Problem set:
- A) Duplicate everything in the thread on training a rescue dog from "According to the" down to "TECH is at.".
- B) In the thread on training a rescue dog, what did Basu do when asked to follow a normal command?
━━━ Document text
# Advice on when to start training with a rescue



## EMarie59 (Jan 22, 2011)

There is a strong possibility that I may be adopting a GSD in the very near future.
According to the shelter, he will need training as this poor neglected guy was tied to a BOX. 

First off, will need help finding a trainer or obedience class in the SE part of WV. I am on the border of WV and VA. About 40 minutes from Blacksburg VA where VA TECH is at.
Secondly, when IS it a good time to introduce a dog who was neglected most of his life to training? How long do I wait to let him get adjusted to his new home? Do I go by him and how he is being?

Thanks in advance
Eileen


----------



## KZoppa (Aug 14, 2010)

You start bonding with the dog the minute they come home with you. I dont think its ever too early to start training. You can ask him to sit for his meal and then work on him waiting to eat until you say its okay. there are tons of opportunities available from the first moment. As far as recommending trainers i'm no help. I train my dogs at home and ask a trainer if i need help with something. I'm sure others will chime in but its never too early to start training.


----------



## EMarie59 (Jan 22, 2011)

KZoppa said:


> You start bonding with the dog the minute they come home with you. I dont think its ever too early to start training. You can ask him to sit for his meal and then work on him waiting to eat until you say its okay. there are tons of opportunities available from the first moment. As far as recommending trainers i'm no help. I train my dogs at home and ask a trainer if i need help with something. I'm sure others will chime in but its never too early to start training.


Thanks. I would LOVE to ask a trainer, if I knew one...


----------



## KZoppa (Aug 14, 2010)

EMarie59 said:


> Thanks. I would LOVE to ask a trainer, if I knew one...


 
i actually go to petsmart and observe the trainers there. If i think they have a clue as actual trainers, i'll ask them. otherwise i come on here and ask because there are so many people who can help its amazing. The trainers here at the petsmart where i am actually have brains and dog training experience beyond the short pathetic course the company gives them. Otherwise i wouldnt ever bother to ask them. I hope someone closer to your area can chime in. I dont know any good trainers near you.


----------



## Cassidy's Mom (Mar 30, 2003)

As long as your training is positive and motivational you can start immediately. This site has tons of training info you can do at home, before you sign up for a class: Digital Dog Training Textbook | Dog Star Daily

Even if he's not a puppy you're starting at the beginning, so treat him the same as if he were a puppy. There's some stuff that might helpful in this thread too: http://www.germanshepherds.com/foru...eneral/150249-relationship-w-your-rescue.html


----------



## BowWowMeow (May 7, 2007)

Thanks for considering a rescue! It really depends on the dog's psychological condition when you get him. Every dog is different. My dog Basu had been neglected and abused for 4.5 years when I adopted him and was _very _fearful at first. He also had a poor association with any of the normal commands and when asked to do anything he would fall on the floor and show you his belly. 

We actually had to come up with different ways of doing things with him and initially just kept everything very positive, gave really yummy treats for even the smallest steps (like coming out his crate instead of hiding in there), did lots of leash walks, etc. Once he gained confidence and trusted us we began introducing commands but again kept everything super positive and moved forward in baby steps.
━━━━━━
━━━ Dataset rows
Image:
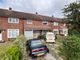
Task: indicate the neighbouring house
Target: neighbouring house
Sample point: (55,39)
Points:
(14,23)
(59,27)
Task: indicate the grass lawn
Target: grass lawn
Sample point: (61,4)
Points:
(54,48)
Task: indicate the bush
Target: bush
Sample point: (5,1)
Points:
(42,37)
(71,48)
(20,41)
(74,32)
(9,52)
(12,53)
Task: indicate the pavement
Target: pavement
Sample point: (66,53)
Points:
(49,57)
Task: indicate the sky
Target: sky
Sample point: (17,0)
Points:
(43,7)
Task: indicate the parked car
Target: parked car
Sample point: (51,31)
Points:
(35,47)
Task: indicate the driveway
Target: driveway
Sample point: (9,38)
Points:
(46,57)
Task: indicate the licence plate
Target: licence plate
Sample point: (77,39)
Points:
(40,54)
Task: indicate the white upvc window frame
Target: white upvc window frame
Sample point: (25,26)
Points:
(29,21)
(55,23)
(12,33)
(45,22)
(13,20)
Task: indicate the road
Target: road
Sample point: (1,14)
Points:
(46,57)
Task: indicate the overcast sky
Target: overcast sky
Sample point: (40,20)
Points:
(43,7)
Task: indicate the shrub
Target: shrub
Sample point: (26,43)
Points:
(9,52)
(71,48)
(12,53)
(20,41)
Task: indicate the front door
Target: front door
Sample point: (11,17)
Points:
(0,36)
━━━━━━
The answers:
- A)
According to the shelter, he will need training as this poor neglected guy was tied to a BOX. 

First off, will need help finding a trainer or obedience class in the SE part of WV. I am on the border of WV and VA. About 40 minutes from Blacksburg VA where VA TECH is at.

- B) He would fall on the floor and show his belly.